Stored data

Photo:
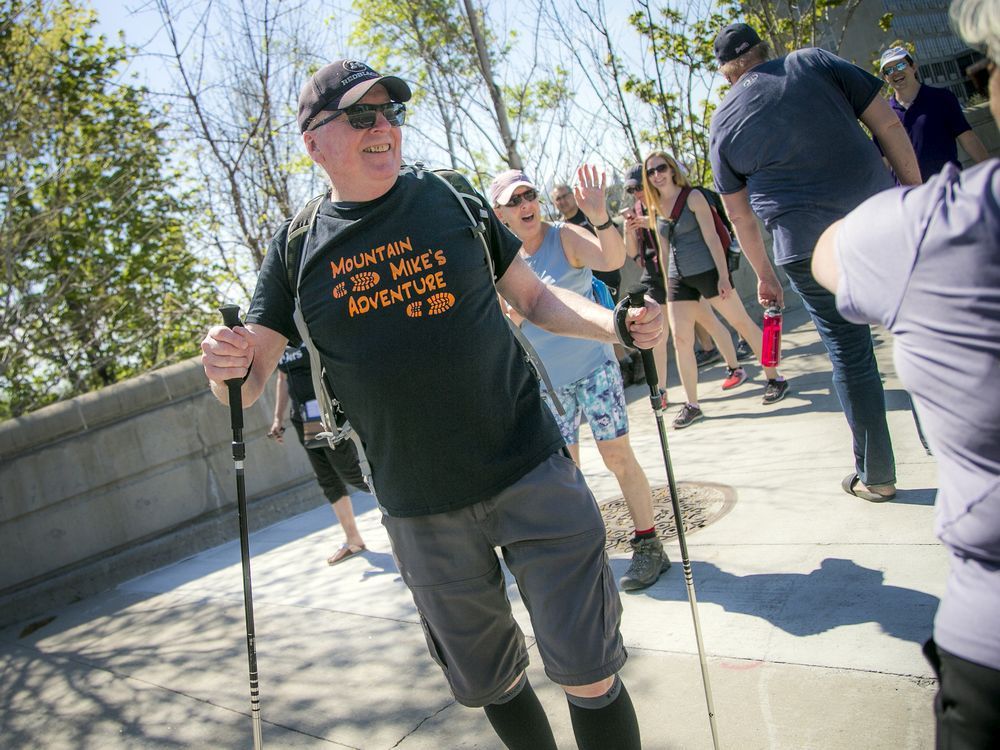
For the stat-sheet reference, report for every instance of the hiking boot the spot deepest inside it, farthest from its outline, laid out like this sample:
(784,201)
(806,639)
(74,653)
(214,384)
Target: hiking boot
(774,391)
(687,416)
(737,376)
(649,562)
(743,351)
(706,358)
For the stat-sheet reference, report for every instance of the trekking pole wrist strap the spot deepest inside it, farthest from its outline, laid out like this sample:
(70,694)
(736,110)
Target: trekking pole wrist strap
(621,324)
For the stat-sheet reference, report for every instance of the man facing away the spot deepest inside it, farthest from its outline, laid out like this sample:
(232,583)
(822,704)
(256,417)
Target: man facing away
(923,262)
(465,456)
(786,144)
(932,116)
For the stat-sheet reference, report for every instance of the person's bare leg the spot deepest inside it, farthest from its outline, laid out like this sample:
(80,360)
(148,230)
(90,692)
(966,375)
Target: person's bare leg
(719,333)
(344,511)
(620,459)
(603,716)
(703,338)
(682,316)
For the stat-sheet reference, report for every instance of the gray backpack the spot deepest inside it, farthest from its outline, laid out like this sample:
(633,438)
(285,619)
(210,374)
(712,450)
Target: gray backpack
(336,428)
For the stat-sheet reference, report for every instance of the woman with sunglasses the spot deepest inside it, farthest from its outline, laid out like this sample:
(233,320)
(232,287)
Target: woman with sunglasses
(641,246)
(584,373)
(697,269)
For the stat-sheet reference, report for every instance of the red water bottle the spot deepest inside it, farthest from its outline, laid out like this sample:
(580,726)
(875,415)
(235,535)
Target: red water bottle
(770,353)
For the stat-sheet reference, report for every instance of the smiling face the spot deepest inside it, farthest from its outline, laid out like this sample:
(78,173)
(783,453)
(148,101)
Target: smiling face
(901,75)
(362,164)
(525,218)
(562,197)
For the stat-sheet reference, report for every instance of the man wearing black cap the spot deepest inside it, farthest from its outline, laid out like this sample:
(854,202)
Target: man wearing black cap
(466,458)
(786,144)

§ WHAT YOU SHOULD DO
Write out each line of the data that holds the string "deepest".

§ RESULT OF THIS TASK
For the stat-sheet reference, report for every instance of the hiking boot the spot deepest inside it, farthest from its outline, laid out like this sample:
For the stat-sheet reference, report for every instance of the trekking pole wrist strap the spot deepest inside it, farthest from its outline, laid out like this sample:
For the stat-sheet reference, report for every instance of the man facing away the spot deepest inside it, farthest from its outline, laid out like this sample:
For the stat-sheet reference, report for every instance of the person's bare leg the spot deepest inside it, farthest from its outline, laid out like this sample:
For the stat-sheet reference, report for every instance of the gray backpack the spot deepest inside it, farthest from its outline, laid out like this sample:
For the stat-sheet reference, report for every instance of the woman with sunglasses the spot deepest inside it, farthest from its outline, laid out like this sample:
For the stat-sheet reference, report for every instance of the red water bottle the spot deepest inside it, farthest from its outline, laid out like this sample:
For the stat-sheet reference, report for every instance of the smiling face the spot deepest inside it, farthest from its outline, laid out like this sample:
For the stat-sheet reference, report for every instance of the man wearing black cap the spot deepest inside it, farthest from its outline, laid out like this sample:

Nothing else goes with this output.